Start of RECORDS FOR THIS EXERCISE

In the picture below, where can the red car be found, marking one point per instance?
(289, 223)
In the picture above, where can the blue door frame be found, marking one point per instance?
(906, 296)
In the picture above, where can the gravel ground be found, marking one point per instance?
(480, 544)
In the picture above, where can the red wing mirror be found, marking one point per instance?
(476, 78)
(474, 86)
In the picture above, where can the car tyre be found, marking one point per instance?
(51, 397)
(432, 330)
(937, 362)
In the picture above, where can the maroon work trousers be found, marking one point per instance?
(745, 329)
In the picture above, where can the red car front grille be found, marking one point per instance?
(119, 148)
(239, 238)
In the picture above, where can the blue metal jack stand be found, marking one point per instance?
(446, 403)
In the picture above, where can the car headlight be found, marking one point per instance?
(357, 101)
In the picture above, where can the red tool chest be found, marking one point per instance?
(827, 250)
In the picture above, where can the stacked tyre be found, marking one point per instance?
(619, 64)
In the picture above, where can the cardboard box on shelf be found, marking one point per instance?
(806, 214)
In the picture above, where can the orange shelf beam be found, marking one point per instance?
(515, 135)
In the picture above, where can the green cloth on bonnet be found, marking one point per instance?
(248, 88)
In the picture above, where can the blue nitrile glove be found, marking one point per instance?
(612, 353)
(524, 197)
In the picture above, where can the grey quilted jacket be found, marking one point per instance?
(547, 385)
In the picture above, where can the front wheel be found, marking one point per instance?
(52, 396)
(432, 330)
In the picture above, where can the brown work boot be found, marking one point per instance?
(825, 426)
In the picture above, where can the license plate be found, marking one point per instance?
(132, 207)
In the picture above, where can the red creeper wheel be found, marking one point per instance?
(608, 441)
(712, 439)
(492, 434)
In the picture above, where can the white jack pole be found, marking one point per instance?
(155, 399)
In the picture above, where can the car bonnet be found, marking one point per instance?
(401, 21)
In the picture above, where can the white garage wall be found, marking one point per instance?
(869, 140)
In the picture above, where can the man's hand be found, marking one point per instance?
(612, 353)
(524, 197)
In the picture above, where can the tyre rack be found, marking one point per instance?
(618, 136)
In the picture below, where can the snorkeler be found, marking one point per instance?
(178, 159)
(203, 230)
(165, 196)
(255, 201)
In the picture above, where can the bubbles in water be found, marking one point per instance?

End of RECORDS FOR THIS EXERCISE

◆ INSTRUCTIONS TO FOLLOW
Copy every item above word for word.

◆ FINISHED TASK
In the picture below, where can the red car be found, marking one point per instance?
(289, 223)
In the picture above, where can the blue door frame be found, marking one point per instance?
(906, 296)
In the picture above, where can the gravel ground be found, marking one point per instance?
(480, 544)
In the picture above, where can the red wing mirror be found, marking one point per instance?
(476, 78)
(474, 86)
In the picture above, where can the car tyre be found, marking one point per instance?
(51, 397)
(432, 330)
(937, 362)
In the picture above, where can the maroon work trousers be found, marking one point per instance?
(745, 329)
In the picture above, where can the red car front grille be found, marking one point per instance?
(119, 148)
(239, 238)
In the picture above, where can the blue metal jack stand be found, marking one point per instance?
(446, 403)
In the picture above, where can the car headlight be found, marking one point per instance?
(357, 101)
In the picture above, where can the red tool chest be found, marking one point per instance?
(827, 250)
In the picture above, where can the stacked tyre be found, marking one point per instance?
(619, 64)
In the picture above, where can the cardboard box on shelf be found, marking one point per instance?
(806, 214)
In the picture above, where can the orange shelf beam be found, marking one point per instance?
(515, 135)
In the picture above, where can the green cloth on bonnet be found, marking one point per instance?
(248, 88)
In the picture above, where can the blue nitrile glove be found, marking one point per instance?
(612, 353)
(524, 197)
In the picture above, where can the grey quilted jacket be found, marking one point per instance?
(547, 385)
In the picture above, where can the front wheel be found, marking one point per instance?
(52, 396)
(432, 330)
In the picture above, where can the brown work boot be found, marking one point per instance?
(825, 426)
In the picture above, where can the license plate be found, marking one point per instance?
(132, 207)
In the picture above, where can the red creeper wheel be found, marking one point per instance?
(608, 441)
(712, 439)
(492, 434)
In the picture above, where can the white jack pole be found, marking one point per instance?
(155, 399)
In the picture above, where can the car bonnet be found, marking one point per instance?
(401, 21)
In the picture above, where can the white garage wall be found, marking one point per instance?
(869, 140)
In the picture above, where can the man's hand be found, marking one point per instance?
(612, 353)
(524, 197)
In the picture above, where can the tyre rack be found, marking one point per instance?
(618, 136)
In the picture below, where can the snorkeler be found, marking one point per instance?
(178, 159)
(203, 230)
(165, 196)
(255, 201)
In the picture above, where can the bubbles in water be found, marking one point per instance?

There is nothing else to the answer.